DIRECTION: Recast the entries below as a Markdown table with the columns "Row" and "Line," numbering each line in order and skipping blank lines. Leave the pictures out of the table.

(Image box annotation records)
+ + + + + + +
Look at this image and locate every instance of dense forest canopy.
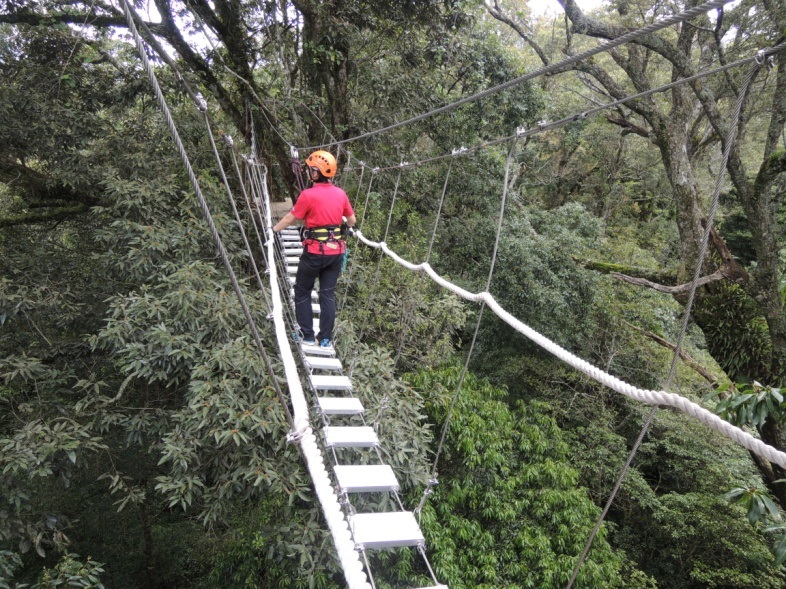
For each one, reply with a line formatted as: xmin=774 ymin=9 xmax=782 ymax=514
xmin=0 ymin=0 xmax=786 ymax=589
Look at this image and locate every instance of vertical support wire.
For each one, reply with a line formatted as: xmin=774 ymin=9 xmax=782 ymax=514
xmin=121 ymin=0 xmax=293 ymax=427
xmin=349 ymin=168 xmax=403 ymax=377
xmin=341 ymin=170 xmax=377 ymax=309
xmin=203 ymin=121 xmax=273 ymax=313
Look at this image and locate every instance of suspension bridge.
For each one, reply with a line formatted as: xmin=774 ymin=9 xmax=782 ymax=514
xmin=115 ymin=0 xmax=786 ymax=589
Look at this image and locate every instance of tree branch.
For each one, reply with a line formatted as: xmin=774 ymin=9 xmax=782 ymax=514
xmin=611 ymin=268 xmax=728 ymax=295
xmin=483 ymin=0 xmax=551 ymax=65
xmin=622 ymin=319 xmax=717 ymax=385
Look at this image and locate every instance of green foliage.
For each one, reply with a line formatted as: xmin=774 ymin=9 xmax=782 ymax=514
xmin=694 ymin=284 xmax=774 ymax=382
xmin=27 ymin=554 xmax=104 ymax=589
xmin=710 ymin=381 xmax=786 ymax=429
xmin=723 ymin=487 xmax=781 ymax=524
xmin=402 ymin=367 xmax=648 ymax=587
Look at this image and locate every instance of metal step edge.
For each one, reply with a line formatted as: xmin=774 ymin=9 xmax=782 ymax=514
xmin=317 ymin=397 xmax=365 ymax=415
xmin=347 ymin=511 xmax=426 ymax=550
xmin=303 ymin=356 xmax=343 ymax=370
xmin=333 ymin=464 xmax=399 ymax=493
xmin=309 ymin=374 xmax=352 ymax=391
xmin=322 ymin=425 xmax=379 ymax=448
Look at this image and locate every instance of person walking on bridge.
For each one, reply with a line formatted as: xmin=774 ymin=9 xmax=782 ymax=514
xmin=273 ymin=150 xmax=356 ymax=348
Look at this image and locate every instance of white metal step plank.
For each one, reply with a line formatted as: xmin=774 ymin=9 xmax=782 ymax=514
xmin=309 ymin=376 xmax=352 ymax=391
xmin=303 ymin=356 xmax=342 ymax=370
xmin=333 ymin=464 xmax=399 ymax=493
xmin=323 ymin=425 xmax=379 ymax=448
xmin=317 ymin=397 xmax=364 ymax=415
xmin=289 ymin=288 xmax=319 ymax=301
xmin=348 ymin=511 xmax=426 ymax=549
xmin=300 ymin=342 xmax=336 ymax=358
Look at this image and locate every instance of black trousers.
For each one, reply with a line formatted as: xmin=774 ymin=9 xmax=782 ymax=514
xmin=295 ymin=250 xmax=343 ymax=342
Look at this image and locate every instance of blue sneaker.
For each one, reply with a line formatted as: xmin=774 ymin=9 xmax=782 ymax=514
xmin=292 ymin=331 xmax=317 ymax=346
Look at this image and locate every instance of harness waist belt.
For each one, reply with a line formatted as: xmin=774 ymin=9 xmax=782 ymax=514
xmin=301 ymin=225 xmax=346 ymax=241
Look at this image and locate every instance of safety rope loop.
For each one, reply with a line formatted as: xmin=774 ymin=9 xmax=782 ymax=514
xmin=121 ymin=0 xmax=293 ymax=425
xmin=412 ymin=472 xmax=439 ymax=516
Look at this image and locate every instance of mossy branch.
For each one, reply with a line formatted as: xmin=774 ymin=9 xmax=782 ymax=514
xmin=574 ymin=258 xmax=677 ymax=284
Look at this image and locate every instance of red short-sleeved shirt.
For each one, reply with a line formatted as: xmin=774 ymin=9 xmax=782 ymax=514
xmin=292 ymin=182 xmax=355 ymax=255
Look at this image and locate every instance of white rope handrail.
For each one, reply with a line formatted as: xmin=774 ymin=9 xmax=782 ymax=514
xmin=355 ymin=230 xmax=786 ymax=468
+ + + + + + +
SOLVED PROBLEM:
| Row | Line |
|---|---|
| 1 | Look at this image and locate every instance of dense forest canopy. |
| 2 | For each one, reply with a line formatted as: xmin=774 ymin=9 xmax=782 ymax=514 |
| 3 | xmin=0 ymin=0 xmax=786 ymax=589 |
| 4 | Look at this image and locate every instance of vertical support wire. |
| 5 | For each one, reply with a line formatted as: xmin=774 ymin=9 xmax=782 ymax=514 |
| 6 | xmin=121 ymin=0 xmax=293 ymax=427 |
| 7 | xmin=349 ymin=168 xmax=403 ymax=377 |
| 8 | xmin=341 ymin=170 xmax=377 ymax=309 |
| 9 | xmin=203 ymin=121 xmax=273 ymax=313 |
| 10 | Look at this image and locate every instance of suspension bridge. |
| 11 | For each one, reply with a line formatted as: xmin=774 ymin=9 xmax=782 ymax=514 |
| 12 | xmin=115 ymin=0 xmax=786 ymax=589 |
| 13 | Look at this image and locate every instance of tree branch. |
| 14 | For each one, reply with a line formatted as: xmin=774 ymin=9 xmax=782 ymax=514 |
| 15 | xmin=611 ymin=268 xmax=728 ymax=295 |
| 16 | xmin=483 ymin=0 xmax=551 ymax=65 |
| 17 | xmin=622 ymin=319 xmax=717 ymax=385 |
| 18 | Look at this image and locate every instance of green foliage. |
| 19 | For each one, reply with a line formatted as: xmin=774 ymin=9 xmax=782 ymax=514 |
| 20 | xmin=694 ymin=284 xmax=774 ymax=382 |
| 21 | xmin=27 ymin=554 xmax=104 ymax=589 |
| 22 | xmin=710 ymin=381 xmax=786 ymax=429 |
| 23 | xmin=723 ymin=487 xmax=781 ymax=524 |
| 24 | xmin=402 ymin=367 xmax=648 ymax=587 |
| 25 | Look at this image and locate every instance of metal step edge. |
| 26 | For each one, reply with a line formatted as: xmin=774 ymin=9 xmax=782 ymax=514 |
| 27 | xmin=317 ymin=397 xmax=365 ymax=415 |
| 28 | xmin=347 ymin=511 xmax=426 ymax=550 |
| 29 | xmin=303 ymin=356 xmax=343 ymax=370 |
| 30 | xmin=333 ymin=464 xmax=399 ymax=493 |
| 31 | xmin=309 ymin=374 xmax=352 ymax=391 |
| 32 | xmin=322 ymin=425 xmax=379 ymax=448 |
| 33 | Look at this image and locate every instance of person walking on bridge. |
| 34 | For each one, reply with a line formatted as: xmin=774 ymin=9 xmax=782 ymax=514 |
| 35 | xmin=273 ymin=150 xmax=356 ymax=348 |
| 36 | Look at this image and locate every instance of white metal step plank. |
| 37 | For each one, reply with a line formatted as: xmin=774 ymin=9 xmax=782 ymax=514 |
| 38 | xmin=309 ymin=376 xmax=352 ymax=391 |
| 39 | xmin=303 ymin=356 xmax=342 ymax=370 |
| 40 | xmin=333 ymin=464 xmax=399 ymax=493 |
| 41 | xmin=323 ymin=425 xmax=379 ymax=448 |
| 42 | xmin=317 ymin=397 xmax=364 ymax=415 |
| 43 | xmin=289 ymin=288 xmax=319 ymax=301 |
| 44 | xmin=348 ymin=511 xmax=426 ymax=549 |
| 45 | xmin=300 ymin=342 xmax=336 ymax=358 |
| 46 | Look at this image and locate every instance of black trousers. |
| 47 | For each one, reply with a line formatted as: xmin=774 ymin=9 xmax=782 ymax=514 |
| 48 | xmin=295 ymin=250 xmax=343 ymax=342 |
| 49 | Look at this image and locate every instance of blue sneaker. |
| 50 | For each one, reply with a line formatted as: xmin=774 ymin=9 xmax=782 ymax=514 |
| 51 | xmin=292 ymin=331 xmax=317 ymax=346 |
| 52 | Look at this image and locate every instance of harness waist belt. |
| 53 | For each one, reply with a line formatted as: xmin=774 ymin=9 xmax=782 ymax=514 |
| 54 | xmin=301 ymin=225 xmax=346 ymax=241 |
| 55 | Look at this image and locate every instance of safety rope loop. |
| 56 | For each one, reply with a line formatted as: xmin=774 ymin=9 xmax=782 ymax=514 |
| 57 | xmin=121 ymin=0 xmax=293 ymax=425 |
| 58 | xmin=412 ymin=472 xmax=439 ymax=516 |
| 59 | Look at this image and locate every instance of mossy branch. |
| 60 | For each one, reply with a line formatted as: xmin=774 ymin=9 xmax=782 ymax=514 |
| 61 | xmin=574 ymin=258 xmax=677 ymax=284 |
| 62 | Look at this image and locate every instance of red short-sleeved shirt. |
| 63 | For each one, reply with a line formatted as: xmin=774 ymin=9 xmax=782 ymax=514 |
| 64 | xmin=292 ymin=182 xmax=355 ymax=255 |
| 65 | Look at this image and locate every instance of white rope handrail. |
| 66 | For each one, reply with a line formatted as: xmin=774 ymin=9 xmax=782 ymax=514 |
| 67 | xmin=355 ymin=230 xmax=786 ymax=468 |